Problem details.
Rewrite the stretch from the line containing "Can you see the glass door?" through the end of the rows, swapping "marker" for "dot" and leaving everything else as it is. Leave the pictures out.

Task data.
● ● ●

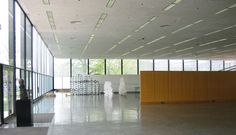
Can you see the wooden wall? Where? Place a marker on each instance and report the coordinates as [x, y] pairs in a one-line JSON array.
[[187, 86]]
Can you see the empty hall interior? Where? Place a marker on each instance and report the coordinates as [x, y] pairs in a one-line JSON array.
[[121, 67]]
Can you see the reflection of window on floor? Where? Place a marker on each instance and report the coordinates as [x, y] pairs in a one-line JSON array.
[[8, 91]]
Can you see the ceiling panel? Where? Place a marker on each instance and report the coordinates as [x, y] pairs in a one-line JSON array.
[[137, 28]]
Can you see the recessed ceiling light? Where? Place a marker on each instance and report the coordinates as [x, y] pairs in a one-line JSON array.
[[46, 2], [125, 54], [157, 50], [233, 44], [232, 6], [51, 20], [155, 40], [205, 50], [100, 20], [75, 22], [169, 7], [221, 11], [189, 48], [216, 41], [127, 37], [185, 41], [187, 26], [213, 32], [145, 54], [137, 48], [55, 38], [145, 24], [110, 3]]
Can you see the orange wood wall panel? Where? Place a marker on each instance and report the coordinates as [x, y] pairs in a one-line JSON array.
[[147, 86], [176, 86], [188, 85], [162, 86]]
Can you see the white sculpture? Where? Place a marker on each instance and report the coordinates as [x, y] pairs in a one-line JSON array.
[[122, 89], [108, 88]]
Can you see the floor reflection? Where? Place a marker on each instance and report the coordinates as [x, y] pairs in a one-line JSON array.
[[96, 108]]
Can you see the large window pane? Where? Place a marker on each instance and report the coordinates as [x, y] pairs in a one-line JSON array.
[[20, 36], [230, 63], [28, 45], [161, 65], [145, 65], [217, 65], [62, 73], [190, 65], [96, 67], [79, 66], [176, 65], [130, 66], [4, 32], [113, 66], [8, 91], [35, 50], [203, 65]]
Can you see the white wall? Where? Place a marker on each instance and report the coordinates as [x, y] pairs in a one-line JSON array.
[[131, 81]]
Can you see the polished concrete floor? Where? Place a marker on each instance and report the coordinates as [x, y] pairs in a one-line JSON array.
[[123, 115]]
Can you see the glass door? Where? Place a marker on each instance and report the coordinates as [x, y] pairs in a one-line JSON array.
[[1, 95], [8, 91]]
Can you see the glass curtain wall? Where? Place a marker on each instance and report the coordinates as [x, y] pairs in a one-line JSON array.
[[204, 65], [79, 66], [62, 73], [176, 65], [190, 65], [42, 74], [161, 65], [96, 66], [113, 66], [217, 65], [129, 66], [145, 65]]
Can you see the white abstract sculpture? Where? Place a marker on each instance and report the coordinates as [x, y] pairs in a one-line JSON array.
[[122, 89], [108, 88]]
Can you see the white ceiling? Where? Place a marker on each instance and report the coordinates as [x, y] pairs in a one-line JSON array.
[[186, 24]]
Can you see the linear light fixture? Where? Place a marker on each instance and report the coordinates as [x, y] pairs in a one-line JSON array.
[[51, 20], [55, 37], [137, 48], [185, 41], [123, 40], [145, 54], [226, 9], [110, 3], [232, 6], [213, 32], [145, 24], [165, 54], [100, 21], [216, 31], [205, 50], [230, 27], [46, 2], [189, 48], [212, 42], [114, 46], [155, 40], [221, 11], [157, 50], [184, 54], [187, 26], [125, 53], [91, 38], [172, 5], [233, 44]]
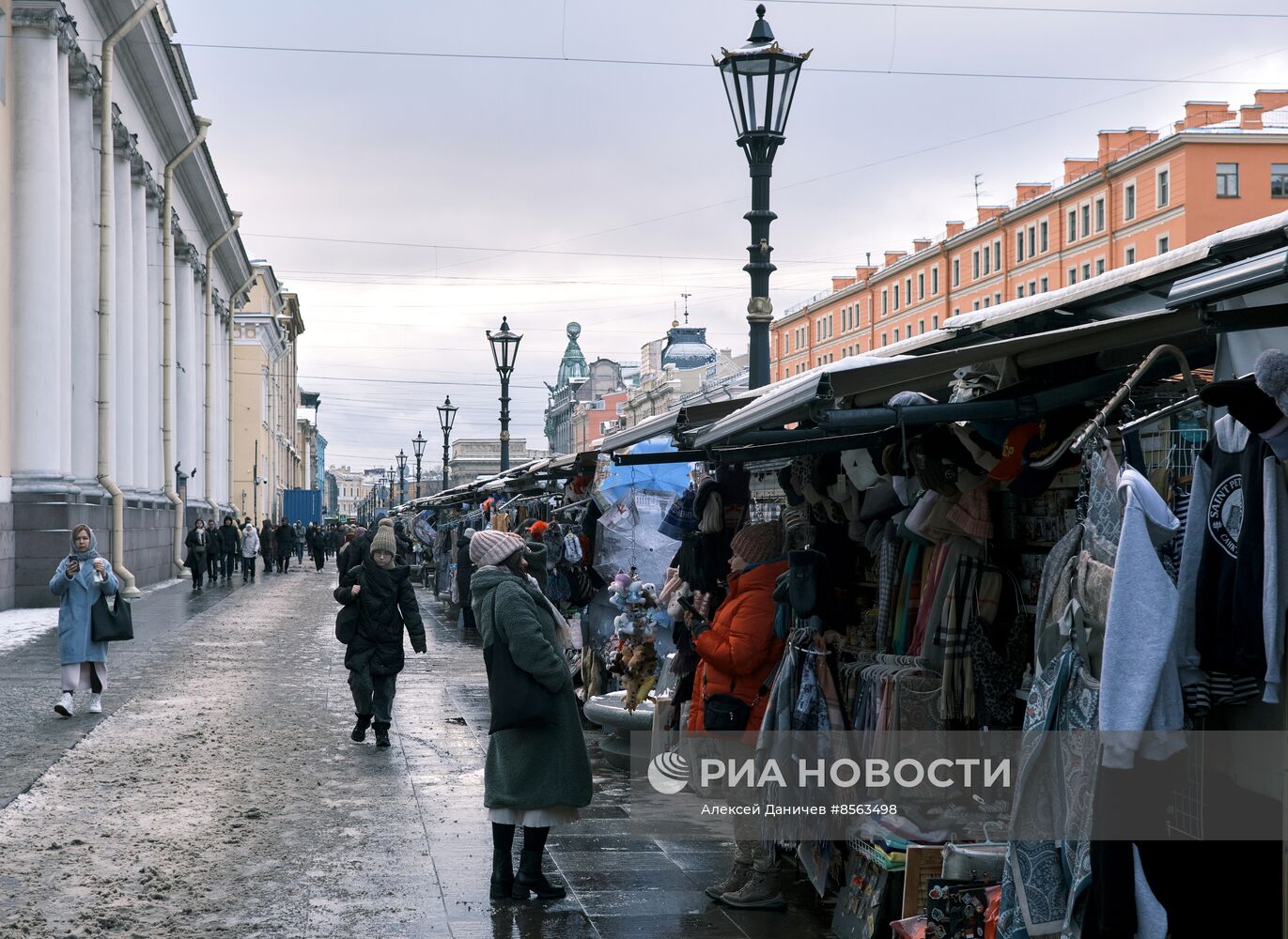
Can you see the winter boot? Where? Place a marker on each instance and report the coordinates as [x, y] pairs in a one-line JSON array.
[[503, 873], [760, 891], [528, 880], [735, 881]]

● ● ●

Answer to the task.
Can you see the glass door? Where? Place a dot on each instance and report the coordinates as [x, y] pairs in a one-line JSON array.
[[1, 95], [8, 91]]
Can you see the glass curtain wall? Where? Place a dot on each instance and report the coordinates as [x, y] pairs in a one-line JSON array.
[[204, 65], [79, 66], [62, 73], [176, 65], [190, 65], [42, 74], [161, 65], [96, 66], [113, 66], [217, 65], [129, 66], [145, 65]]
Can you see the white abstract sculpture? Where? Place a dot on each instance and report the coordinates as [x, y] pairs in a one-line JSON array.
[[122, 89], [108, 88]]
Can you see the white ceiling? Where? Place a dot on each instance and report the coordinates as [x, y] pairs in a one-line JSON array.
[[186, 24]]
Can you see the linear light fixture? Where? Place a dot on each instance and report the coordinates as [x, y] pairs in a one-line JSON array.
[[51, 20], [55, 37], [137, 48], [185, 41], [123, 40], [145, 54], [226, 9], [110, 3], [232, 6], [213, 32], [145, 24], [165, 54], [100, 21], [216, 31], [205, 50], [230, 27], [46, 2], [189, 48], [212, 42], [114, 46], [155, 40], [221, 11], [157, 50], [184, 54], [187, 26], [125, 53], [91, 38], [172, 5], [233, 44]]
Can you see the winter boot? Where? Place a dot on each instance and report the coordinates as [x, y] pairs in a one-line JSON array.
[[503, 873], [760, 891], [528, 880], [735, 881]]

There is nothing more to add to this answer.